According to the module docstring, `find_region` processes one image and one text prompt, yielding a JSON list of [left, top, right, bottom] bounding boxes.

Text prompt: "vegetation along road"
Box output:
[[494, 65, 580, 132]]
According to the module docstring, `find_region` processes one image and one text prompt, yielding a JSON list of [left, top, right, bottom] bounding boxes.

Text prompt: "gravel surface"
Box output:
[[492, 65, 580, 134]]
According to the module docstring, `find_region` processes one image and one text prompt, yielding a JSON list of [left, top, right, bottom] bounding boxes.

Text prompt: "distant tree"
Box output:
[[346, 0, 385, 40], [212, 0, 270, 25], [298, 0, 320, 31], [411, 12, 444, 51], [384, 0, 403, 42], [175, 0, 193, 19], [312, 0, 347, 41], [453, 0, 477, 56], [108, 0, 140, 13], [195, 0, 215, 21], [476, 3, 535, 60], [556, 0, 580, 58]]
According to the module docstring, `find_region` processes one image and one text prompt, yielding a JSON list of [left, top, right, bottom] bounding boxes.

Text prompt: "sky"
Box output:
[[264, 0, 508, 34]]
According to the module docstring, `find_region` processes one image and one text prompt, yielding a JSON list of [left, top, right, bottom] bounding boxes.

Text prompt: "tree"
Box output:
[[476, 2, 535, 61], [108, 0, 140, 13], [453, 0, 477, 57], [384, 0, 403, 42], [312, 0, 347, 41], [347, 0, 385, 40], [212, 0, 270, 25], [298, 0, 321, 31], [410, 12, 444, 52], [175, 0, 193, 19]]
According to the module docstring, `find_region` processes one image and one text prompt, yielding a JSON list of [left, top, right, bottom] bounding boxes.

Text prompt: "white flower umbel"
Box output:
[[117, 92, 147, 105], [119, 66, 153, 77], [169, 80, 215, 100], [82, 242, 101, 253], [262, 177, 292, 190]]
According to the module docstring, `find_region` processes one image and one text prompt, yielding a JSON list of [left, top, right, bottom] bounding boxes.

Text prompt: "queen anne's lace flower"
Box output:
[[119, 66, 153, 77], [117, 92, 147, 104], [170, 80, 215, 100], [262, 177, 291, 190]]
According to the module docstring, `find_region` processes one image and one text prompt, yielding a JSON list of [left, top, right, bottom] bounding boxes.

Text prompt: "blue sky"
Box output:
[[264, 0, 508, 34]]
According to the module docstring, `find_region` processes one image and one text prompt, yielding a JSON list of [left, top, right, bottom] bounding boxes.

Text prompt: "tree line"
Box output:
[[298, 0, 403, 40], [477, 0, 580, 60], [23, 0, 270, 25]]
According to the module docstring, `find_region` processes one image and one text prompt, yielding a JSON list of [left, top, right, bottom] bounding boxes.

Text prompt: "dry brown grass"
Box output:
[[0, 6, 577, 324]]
▬▬▬▬▬▬
- [What is being asked]
Copy out word for word every line from the very first one through the line containing "[[492, 65, 580, 134]]", including both of those lines.

- [Answer for the task]
According to the module docstring, `find_region` processes one image and one text prompt, yielding a JSON list of [left, top, right, bottom] bounding boxes.

Text prompt: "vegetation along road"
Box output:
[[494, 65, 580, 132]]
According to the module docstring, `find_region` processes one image and one text prompt, yielding a JSON list of [left, top, right, bottom] bounding boxes.

Text prompt: "gravel surface"
Box output:
[[492, 65, 580, 134]]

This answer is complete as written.